**Activity**
Set down all of the entries word for word, omitting the images they contain.

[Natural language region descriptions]
↓↓↓
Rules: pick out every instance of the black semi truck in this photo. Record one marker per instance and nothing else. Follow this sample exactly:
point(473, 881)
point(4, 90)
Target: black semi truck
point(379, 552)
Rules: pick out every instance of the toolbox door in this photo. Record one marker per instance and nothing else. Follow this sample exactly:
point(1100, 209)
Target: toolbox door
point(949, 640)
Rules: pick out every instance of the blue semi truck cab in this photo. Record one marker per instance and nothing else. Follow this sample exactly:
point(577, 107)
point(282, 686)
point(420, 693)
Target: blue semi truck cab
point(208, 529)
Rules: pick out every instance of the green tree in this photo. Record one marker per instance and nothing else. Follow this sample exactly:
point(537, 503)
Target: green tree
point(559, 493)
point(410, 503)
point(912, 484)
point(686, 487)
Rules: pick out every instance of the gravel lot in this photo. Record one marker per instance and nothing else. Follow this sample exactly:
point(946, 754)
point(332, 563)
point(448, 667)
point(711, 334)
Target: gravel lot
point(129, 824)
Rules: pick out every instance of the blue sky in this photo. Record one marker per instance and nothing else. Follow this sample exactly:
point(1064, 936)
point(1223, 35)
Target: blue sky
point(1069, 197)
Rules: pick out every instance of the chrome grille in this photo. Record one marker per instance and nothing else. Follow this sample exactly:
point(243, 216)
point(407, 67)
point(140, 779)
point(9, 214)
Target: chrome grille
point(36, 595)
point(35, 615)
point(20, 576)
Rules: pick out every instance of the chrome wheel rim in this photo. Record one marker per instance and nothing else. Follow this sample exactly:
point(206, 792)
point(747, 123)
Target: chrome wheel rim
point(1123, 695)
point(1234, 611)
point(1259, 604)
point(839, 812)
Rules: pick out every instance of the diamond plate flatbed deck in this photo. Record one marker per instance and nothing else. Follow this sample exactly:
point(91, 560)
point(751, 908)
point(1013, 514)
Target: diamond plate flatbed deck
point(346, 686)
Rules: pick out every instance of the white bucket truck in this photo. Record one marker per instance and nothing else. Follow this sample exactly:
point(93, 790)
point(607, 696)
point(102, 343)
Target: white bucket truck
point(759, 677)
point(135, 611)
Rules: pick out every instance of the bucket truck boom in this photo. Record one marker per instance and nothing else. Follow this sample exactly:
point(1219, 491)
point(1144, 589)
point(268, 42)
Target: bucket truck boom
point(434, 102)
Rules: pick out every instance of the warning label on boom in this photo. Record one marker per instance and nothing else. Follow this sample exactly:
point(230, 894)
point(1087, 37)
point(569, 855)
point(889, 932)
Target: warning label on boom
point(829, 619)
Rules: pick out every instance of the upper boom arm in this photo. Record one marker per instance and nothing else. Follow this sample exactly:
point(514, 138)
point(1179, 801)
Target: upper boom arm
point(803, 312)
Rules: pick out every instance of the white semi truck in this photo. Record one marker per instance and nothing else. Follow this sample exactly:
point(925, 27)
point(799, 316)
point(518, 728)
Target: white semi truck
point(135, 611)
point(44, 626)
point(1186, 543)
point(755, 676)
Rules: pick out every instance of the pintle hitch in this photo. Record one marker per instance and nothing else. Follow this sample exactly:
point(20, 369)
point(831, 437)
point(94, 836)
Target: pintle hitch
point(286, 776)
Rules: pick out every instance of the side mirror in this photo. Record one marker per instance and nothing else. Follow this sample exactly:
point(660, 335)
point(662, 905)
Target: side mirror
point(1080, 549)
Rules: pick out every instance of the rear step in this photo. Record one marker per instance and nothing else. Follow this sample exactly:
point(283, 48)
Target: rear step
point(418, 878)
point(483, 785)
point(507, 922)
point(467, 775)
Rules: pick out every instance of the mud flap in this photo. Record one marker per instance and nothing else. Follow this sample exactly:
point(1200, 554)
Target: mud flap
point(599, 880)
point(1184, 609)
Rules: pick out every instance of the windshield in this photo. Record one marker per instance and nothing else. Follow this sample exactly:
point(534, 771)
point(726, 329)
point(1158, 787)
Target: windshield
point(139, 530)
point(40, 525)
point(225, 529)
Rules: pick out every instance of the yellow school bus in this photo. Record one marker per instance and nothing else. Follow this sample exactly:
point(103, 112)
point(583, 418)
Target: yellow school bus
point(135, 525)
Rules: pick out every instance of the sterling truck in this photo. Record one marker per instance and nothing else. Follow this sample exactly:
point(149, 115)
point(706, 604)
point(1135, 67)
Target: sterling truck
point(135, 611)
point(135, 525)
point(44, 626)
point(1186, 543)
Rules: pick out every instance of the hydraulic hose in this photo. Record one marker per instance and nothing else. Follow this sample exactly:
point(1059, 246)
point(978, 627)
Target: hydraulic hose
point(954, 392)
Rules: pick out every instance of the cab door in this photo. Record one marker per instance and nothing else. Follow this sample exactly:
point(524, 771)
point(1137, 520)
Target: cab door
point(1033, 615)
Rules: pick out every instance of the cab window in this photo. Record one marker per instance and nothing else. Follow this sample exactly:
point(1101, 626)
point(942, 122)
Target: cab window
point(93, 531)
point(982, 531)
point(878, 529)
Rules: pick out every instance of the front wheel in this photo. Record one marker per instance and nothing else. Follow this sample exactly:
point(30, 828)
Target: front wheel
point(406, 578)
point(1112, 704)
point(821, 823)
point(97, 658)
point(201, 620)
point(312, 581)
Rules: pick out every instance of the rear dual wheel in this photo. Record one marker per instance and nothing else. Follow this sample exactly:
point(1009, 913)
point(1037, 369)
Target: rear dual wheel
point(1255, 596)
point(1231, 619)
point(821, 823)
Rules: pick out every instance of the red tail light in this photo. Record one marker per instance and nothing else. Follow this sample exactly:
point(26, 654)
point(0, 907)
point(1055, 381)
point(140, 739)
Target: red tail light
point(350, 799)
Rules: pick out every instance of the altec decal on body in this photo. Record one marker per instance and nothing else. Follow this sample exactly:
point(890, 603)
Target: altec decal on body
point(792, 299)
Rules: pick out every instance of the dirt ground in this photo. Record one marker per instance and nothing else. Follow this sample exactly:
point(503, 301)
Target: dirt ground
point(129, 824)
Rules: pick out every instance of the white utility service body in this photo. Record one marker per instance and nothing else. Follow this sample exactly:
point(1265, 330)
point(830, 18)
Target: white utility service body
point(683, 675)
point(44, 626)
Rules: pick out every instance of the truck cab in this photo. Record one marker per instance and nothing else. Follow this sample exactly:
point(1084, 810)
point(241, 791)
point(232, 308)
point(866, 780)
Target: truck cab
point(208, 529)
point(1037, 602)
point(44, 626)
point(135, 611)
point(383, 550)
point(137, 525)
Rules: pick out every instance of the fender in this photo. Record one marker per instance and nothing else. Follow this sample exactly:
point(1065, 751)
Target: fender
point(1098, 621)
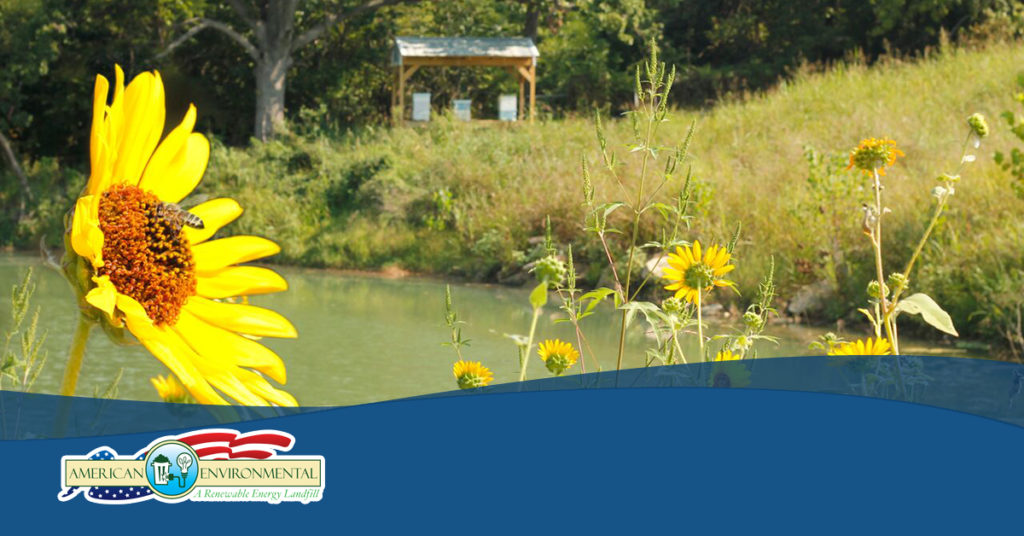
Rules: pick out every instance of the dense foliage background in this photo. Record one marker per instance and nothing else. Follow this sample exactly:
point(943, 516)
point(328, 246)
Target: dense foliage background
point(339, 189)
↑↑↑
**Task response**
Rules: pick out every instance of the black semi truck in this photo. Record one marker per instance and nothing else. Follow this sample exactly:
point(473, 881)
point(4, 90)
Target: black semi truck
point(379, 552)
Rules: pick out every instance of the toolbox door in this photo. Record one marker per instance and nothing else. Follow this sample exactly:
point(1100, 209)
Target: toolbox door
point(949, 640)
Rules: pick out every instance of the blue semi truck cab in this photo. Record one marker per instance and nothing else. Follow this sample exactly:
point(577, 107)
point(282, 686)
point(420, 693)
Target: blue semi truck cab
point(208, 529)
Rules: pick out every instance of the green tree in this photo. Record one marker per instance and nothing else. Follow this sample exactly:
point(537, 503)
Target: green tree
point(559, 493)
point(410, 503)
point(912, 484)
point(686, 487)
Rules: pick out every instance of the gravel lot in this photo. Record one marker per instance and nothing else. Follow this sample exactly:
point(946, 754)
point(332, 563)
point(448, 667)
point(711, 334)
Target: gravel lot
point(129, 824)
Rules: pick out every instance of the blue sky in this photo. Record one marker per instance and nothing else. Follow this sample exactly:
point(1064, 936)
point(1223, 35)
Target: blue sky
point(1069, 197)
Rules: pick out every instance of the chrome grille in this photo. Record one marker per instance and nothing else. Follow this sample exactly:
point(243, 216)
point(407, 67)
point(140, 779)
point(9, 214)
Target: chrome grille
point(36, 595)
point(35, 615)
point(20, 576)
Rules: pick out every instance of the chrome wheel rim in this photo. Record one marker per instance and nothing else. Follow this sample exactly:
point(206, 792)
point(747, 123)
Target: chrome wheel rim
point(1123, 695)
point(1234, 611)
point(1259, 604)
point(839, 812)
Rules: pick out every instance of the diamond plate flatbed deck in this photo. Record one marker per instance and nothing else. Follow this sample exactly:
point(91, 560)
point(751, 908)
point(1013, 514)
Target: diamond plate flatbed deck
point(346, 686)
Rules: pick out every instance of the white bucket truck in this photo. Record one marker per instance and nothing else. Follow this sample exactly:
point(93, 790)
point(607, 696)
point(102, 343)
Target: white bucket truck
point(759, 677)
point(135, 611)
Rules: pick out every instance of the bucket truck boom in this photo. Record one marker per instance and nothing else. Follow this sample exactly:
point(1219, 491)
point(1144, 589)
point(268, 42)
Target: bucket truck boom
point(434, 102)
Rules: pick out every instance of the warning label on boom in this photo. Record one marker per instance and nothing else. Follow this sample exactly:
point(230, 894)
point(1087, 37)
point(569, 855)
point(889, 932)
Target: warning label on boom
point(829, 619)
Rules: pick out every instance of the upper boom arm in this photo. Record one marker per instance and nothing else. Follow this sample exactly:
point(514, 138)
point(1179, 801)
Target: upper boom arm
point(803, 312)
Rules: pick out every instance of the white semi truck in this photo. Record one marker per instance and nothing else. Follow this sample exactly:
point(925, 27)
point(799, 316)
point(518, 728)
Target: white semi truck
point(135, 611)
point(44, 626)
point(1186, 543)
point(755, 676)
Rules: pick out every instance of the pintle hitch in this photo. Record one marker per instance and nothing else. Follow this sample exactly:
point(20, 369)
point(831, 437)
point(94, 836)
Target: pintle hitch
point(286, 776)
Rules: pick out every instance of the side mirror in this photo. Record one marker per instance and nothing else. Follow this sample exactly:
point(660, 335)
point(662, 905)
Target: side mirror
point(1080, 549)
Rules: pick out every instance of the rear step in this photo. Record one marker per instance and nothing else. Follow this sample exactly:
point(283, 48)
Target: rear step
point(418, 878)
point(483, 785)
point(507, 922)
point(467, 775)
Rules: pick out every instance of the mud flap in this photo. Record one marker per instance and nothing else. Follow this sample exactly:
point(1200, 554)
Target: mud flap
point(599, 880)
point(1184, 609)
Rules: pick out every instance of the windshield in this photo. Record one marker per instance and nothing else. Follow this sample exactly:
point(534, 771)
point(726, 329)
point(1158, 787)
Target: windshield
point(139, 530)
point(40, 525)
point(225, 529)
Rules: pick out every instance of the yellow school bus in this photo. Record one marker per instance and nothing else. Follow this sample exactly:
point(103, 112)
point(583, 418)
Target: yellow school bus
point(135, 525)
Rules: pick out every instance of the sterling truck in this photo. Record one marker per instance and nothing else. Follow this sample exactly:
point(149, 115)
point(706, 604)
point(1135, 67)
Target: sterling truck
point(135, 611)
point(135, 525)
point(44, 626)
point(1186, 543)
Rules: pick out every instance of the hydraulic hose in this photo. Record one marker per instance and nothing else. Follow this sample exactly:
point(1059, 246)
point(978, 627)
Target: hydraulic hose
point(954, 392)
Rules: pick out every instance of the cab door in this photo. Record one marker per instance and nothing else. Follow this sample exactly:
point(524, 771)
point(1137, 520)
Target: cab door
point(1033, 615)
Rules: pick out every instance of the cab window in this photo. Record one marker per instance and nothing else. Follow this sample exactly:
point(1101, 626)
point(942, 122)
Target: cab window
point(93, 531)
point(982, 531)
point(878, 529)
Rules: pick out every instance of the front wheel in this photo. Record one marker per instance and nothing else. Follow this sample exactly:
point(30, 828)
Target: front wheel
point(406, 578)
point(1112, 704)
point(821, 823)
point(97, 658)
point(201, 620)
point(312, 581)
Rules: pick out every instance of the rear dual wheel in this photo. Record one marker per instance and nothing else. Follow this sample exactly:
point(1009, 913)
point(1037, 369)
Target: rear dual wheel
point(1255, 596)
point(1231, 619)
point(821, 823)
Rules: pick out every instance of the red tail light in this photo. Record one marker per instance and nothing else. Follow this sample exactly:
point(26, 654)
point(0, 907)
point(1055, 381)
point(140, 739)
Target: red tail light
point(350, 799)
Rules: pick out every instance of the altec decal on body in this photo. Record one marker per instance and nothing else. Follow this sample exactly:
point(890, 603)
Target: altec decal on body
point(792, 299)
Rules: pick out every instance of the dirt ground in this photo. Record one marker per instance and nothing else. Follow this sample exactly:
point(503, 301)
Target: dirt ground
point(129, 824)
Rules: pick out every instance of the white utility service body in this photo. Record one marker per instance and nothing else. Follow this sample exactly:
point(1265, 330)
point(830, 18)
Target: white utility service body
point(683, 675)
point(44, 626)
Rules: pick out every instance of the truck cab in this photo. Record one marker per instance and nothing else. Follow this sample exactly:
point(1084, 810)
point(241, 791)
point(232, 308)
point(866, 780)
Target: truck cab
point(208, 529)
point(1037, 602)
point(44, 626)
point(135, 611)
point(383, 550)
point(137, 525)
Rules: pick out every instance of the fender in this photo. Record one marker per instance and nothing else. Follow this sample exactly:
point(1065, 751)
Target: fender
point(1098, 621)
Rules: pick out every instance of the dense foliage background in this photo. Record one marker per instance and nothing else. Follow this sample exactly:
point(943, 516)
point(328, 246)
Target: dense foliage background
point(339, 189)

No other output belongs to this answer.